▸ **Goals**
a. From the game-gripes text, print everything from "Any video game" down to "the fucking cunt.".
b. Name each video game or game series that the game-gripes text mentions by title.

▸ **Source excerpt**

[start]

This is pretty much just in Tomb Raider and Uncharted but burrowing deep through ancient trap-filled temples, making giant leaps and using incredible athletic ability to navigate through the treacherous ruins until you finally find the ancient artifact of whatever. Then the person from the evil organization appears and says "Nah mate, I'm taking that" and then they easily navigate their way out because they had the foresight to bring ropes and shit.

Speaking of ropes and shit, at this point I don't think any games character can have an excuse for not bringing a grappling hook with them. I mean clearly in games they're all magic and can grab onto anything, allowing people to escape in seconds. Ada Wong appears to be the only character in the Resident Evil universe that see's it obvious tactical advantage and still nobody has learnt from her.

The latest Resident Evil is also utterly appalling in characters not bothering to make sure the boss is dead. It's always true when it happens in games, but really, seriously you've got to make sure these people are dead. Can you please jump on their head a few times in fact, if you're willing decapitate the fucker and cut out their heart, I know it's gross, but it's better safe than sorry.

Unoriginal

Any video game mission ever where the death of a companion results in you failing. They're always shit, and always manage to run in front of guns/cars/off hills. Bastards.

My personal favourite was during a mission in Vice City where you drive around with Lance and kill a few people early in the game. Once you get to your designated drop-off point and get out of the car, Lance gets into the driving seat, says a few words and then drives off. Well, that's what is supposed to happen. In my game, he glitched in front of the car, and when the car drove off, it run him over, resulting in me failing the mission. I'm glad he turned out to be the bad guy, the fucking cunt.

Mister Six

FIXED DIFFICULTY SETTINGS
I'm 30 now, you fuckers. I don't have the time to keep banging my head against the brick wall of your hamfisted game design. Put in a difficulty level that can be adjusted at any point or your game's going in the bin. Yes, 'hardcore' gamers will moan, but they moan about everything anyway, and in any case they are cunts who should be ignored at all turns.

[end]

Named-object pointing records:

[start]

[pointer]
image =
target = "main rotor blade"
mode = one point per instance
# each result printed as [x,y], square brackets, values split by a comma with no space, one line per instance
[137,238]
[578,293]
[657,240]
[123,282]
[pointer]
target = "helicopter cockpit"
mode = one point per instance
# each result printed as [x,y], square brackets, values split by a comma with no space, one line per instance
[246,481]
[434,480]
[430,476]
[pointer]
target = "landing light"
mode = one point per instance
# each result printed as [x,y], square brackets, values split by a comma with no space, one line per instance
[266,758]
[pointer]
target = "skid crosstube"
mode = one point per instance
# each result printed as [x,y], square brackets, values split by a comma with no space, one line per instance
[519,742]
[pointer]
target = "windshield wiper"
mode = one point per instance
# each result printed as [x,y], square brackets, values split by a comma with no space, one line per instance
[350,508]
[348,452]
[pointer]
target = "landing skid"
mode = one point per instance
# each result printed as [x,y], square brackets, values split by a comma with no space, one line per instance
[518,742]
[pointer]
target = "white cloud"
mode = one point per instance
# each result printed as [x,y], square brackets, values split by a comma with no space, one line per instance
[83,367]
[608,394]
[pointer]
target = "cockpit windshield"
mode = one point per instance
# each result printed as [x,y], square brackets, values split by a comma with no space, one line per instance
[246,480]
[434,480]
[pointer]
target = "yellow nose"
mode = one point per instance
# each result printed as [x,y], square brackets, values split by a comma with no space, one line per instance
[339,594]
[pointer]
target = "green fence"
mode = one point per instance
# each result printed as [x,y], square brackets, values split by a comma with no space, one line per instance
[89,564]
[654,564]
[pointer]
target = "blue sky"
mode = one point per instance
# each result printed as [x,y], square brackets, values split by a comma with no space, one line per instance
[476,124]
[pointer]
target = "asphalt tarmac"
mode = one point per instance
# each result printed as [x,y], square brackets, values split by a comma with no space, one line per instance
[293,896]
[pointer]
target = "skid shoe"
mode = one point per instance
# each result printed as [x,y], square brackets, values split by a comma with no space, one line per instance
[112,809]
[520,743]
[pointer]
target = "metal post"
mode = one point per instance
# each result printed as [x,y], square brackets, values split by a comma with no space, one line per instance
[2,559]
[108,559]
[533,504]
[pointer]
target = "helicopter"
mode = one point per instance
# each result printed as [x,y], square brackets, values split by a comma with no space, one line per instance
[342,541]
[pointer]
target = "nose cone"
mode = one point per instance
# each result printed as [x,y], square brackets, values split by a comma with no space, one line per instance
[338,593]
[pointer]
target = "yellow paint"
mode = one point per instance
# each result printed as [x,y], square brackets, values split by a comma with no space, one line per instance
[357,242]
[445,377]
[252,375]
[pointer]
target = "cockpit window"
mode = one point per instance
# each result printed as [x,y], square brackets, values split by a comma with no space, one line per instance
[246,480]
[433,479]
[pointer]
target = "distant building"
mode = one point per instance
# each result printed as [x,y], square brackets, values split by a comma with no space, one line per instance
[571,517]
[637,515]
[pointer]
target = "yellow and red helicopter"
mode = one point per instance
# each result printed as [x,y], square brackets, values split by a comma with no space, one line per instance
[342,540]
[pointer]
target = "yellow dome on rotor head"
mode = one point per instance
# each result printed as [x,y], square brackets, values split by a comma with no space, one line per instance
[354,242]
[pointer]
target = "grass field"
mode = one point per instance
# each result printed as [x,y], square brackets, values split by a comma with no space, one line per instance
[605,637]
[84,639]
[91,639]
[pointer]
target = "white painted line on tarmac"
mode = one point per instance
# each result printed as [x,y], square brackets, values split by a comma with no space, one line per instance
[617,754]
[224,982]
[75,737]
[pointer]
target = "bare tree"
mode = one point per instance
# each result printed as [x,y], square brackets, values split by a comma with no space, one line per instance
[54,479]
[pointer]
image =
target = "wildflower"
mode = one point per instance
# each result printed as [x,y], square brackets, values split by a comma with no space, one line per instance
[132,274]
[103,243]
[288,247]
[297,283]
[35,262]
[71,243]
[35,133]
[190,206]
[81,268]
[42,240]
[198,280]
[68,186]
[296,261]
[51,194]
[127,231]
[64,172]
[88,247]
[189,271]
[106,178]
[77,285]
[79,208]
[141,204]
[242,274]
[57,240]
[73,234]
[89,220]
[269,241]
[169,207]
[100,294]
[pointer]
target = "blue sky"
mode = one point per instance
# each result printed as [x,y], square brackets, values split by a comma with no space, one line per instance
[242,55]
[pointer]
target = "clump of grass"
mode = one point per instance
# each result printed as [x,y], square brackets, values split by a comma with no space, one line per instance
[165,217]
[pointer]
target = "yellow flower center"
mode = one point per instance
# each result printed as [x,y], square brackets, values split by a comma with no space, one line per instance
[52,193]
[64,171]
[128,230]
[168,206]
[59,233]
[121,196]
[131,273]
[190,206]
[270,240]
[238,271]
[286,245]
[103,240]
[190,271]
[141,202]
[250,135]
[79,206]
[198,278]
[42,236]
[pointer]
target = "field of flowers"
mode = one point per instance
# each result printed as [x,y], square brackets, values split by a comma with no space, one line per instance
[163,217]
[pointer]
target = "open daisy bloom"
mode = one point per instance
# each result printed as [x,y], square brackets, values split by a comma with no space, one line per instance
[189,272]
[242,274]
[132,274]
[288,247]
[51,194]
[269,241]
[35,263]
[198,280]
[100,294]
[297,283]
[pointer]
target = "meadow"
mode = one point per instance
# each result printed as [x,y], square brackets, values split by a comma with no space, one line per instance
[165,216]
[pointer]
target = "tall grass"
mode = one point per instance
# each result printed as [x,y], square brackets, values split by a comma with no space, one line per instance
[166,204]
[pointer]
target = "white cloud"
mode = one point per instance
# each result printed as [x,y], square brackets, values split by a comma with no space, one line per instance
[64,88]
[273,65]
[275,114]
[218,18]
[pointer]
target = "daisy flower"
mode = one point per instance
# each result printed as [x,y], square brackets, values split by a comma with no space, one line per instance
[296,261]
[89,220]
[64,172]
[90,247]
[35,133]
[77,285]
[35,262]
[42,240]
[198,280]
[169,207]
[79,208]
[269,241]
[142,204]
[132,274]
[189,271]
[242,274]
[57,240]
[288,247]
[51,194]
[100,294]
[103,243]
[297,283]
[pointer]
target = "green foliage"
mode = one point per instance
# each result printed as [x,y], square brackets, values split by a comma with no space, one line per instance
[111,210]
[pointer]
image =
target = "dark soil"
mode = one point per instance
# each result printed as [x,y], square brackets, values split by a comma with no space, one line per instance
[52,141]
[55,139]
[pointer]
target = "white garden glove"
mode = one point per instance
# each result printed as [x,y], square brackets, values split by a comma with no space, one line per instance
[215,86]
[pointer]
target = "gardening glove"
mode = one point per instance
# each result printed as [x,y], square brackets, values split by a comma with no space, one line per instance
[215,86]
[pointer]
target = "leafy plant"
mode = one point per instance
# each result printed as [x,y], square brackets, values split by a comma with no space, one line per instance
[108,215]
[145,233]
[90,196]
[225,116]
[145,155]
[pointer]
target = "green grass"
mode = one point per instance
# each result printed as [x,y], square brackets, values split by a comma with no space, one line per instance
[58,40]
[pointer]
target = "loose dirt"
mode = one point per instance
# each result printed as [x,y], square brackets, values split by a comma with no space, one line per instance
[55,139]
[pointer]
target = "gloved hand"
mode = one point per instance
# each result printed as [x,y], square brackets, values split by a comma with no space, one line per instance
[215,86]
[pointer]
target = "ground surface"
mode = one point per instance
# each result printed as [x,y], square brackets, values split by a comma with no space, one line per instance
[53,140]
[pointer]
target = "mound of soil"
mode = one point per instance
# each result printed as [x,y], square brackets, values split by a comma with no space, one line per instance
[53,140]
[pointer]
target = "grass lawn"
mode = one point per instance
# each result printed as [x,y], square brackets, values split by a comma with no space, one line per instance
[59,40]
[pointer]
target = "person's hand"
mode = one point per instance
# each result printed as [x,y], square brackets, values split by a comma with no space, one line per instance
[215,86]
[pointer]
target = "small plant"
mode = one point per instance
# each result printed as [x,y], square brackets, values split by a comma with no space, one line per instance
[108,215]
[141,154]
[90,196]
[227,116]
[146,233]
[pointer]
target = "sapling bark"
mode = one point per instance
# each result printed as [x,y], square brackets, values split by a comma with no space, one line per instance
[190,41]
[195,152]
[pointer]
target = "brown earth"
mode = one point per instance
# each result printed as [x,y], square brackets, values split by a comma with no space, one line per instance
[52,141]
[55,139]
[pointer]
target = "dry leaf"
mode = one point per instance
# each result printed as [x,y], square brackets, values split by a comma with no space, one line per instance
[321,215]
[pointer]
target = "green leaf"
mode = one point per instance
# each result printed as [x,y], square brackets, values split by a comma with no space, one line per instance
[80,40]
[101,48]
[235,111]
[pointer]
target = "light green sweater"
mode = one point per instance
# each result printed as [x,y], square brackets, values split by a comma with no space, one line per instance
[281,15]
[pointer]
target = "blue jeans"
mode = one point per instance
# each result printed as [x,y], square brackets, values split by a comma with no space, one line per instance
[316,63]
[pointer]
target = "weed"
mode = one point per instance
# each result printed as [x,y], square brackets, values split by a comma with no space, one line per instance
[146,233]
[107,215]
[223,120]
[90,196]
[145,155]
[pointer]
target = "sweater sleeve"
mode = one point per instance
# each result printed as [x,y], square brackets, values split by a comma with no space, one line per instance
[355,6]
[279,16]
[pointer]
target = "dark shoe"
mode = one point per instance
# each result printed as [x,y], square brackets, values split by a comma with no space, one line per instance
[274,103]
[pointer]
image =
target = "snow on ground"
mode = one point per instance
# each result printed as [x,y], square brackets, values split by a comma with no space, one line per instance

[end]

▸ **Written answers**
a.
Any video game mission ever where the death of a companion results in you failing. They're always shit, and always manage to run in front of guns/cars/off hills. Bastards.

My personal favourite was during a mission in Vice City where you drive around with Lance and kill a few people early in the game. Once you get to your designated drop-off point and get out of the car, Lance gets into the driving seat, says a few words and then drives off. Well, that's what is supposed to happen. In my game, he glitched in front of the car, and when the car drove off, it run him over, resulting in me failing the mission. I'm glad he turned out to be the bad guy, the fucking cunt.

b.
Tomb Raider
Uncharted
Resident Evil
Vice City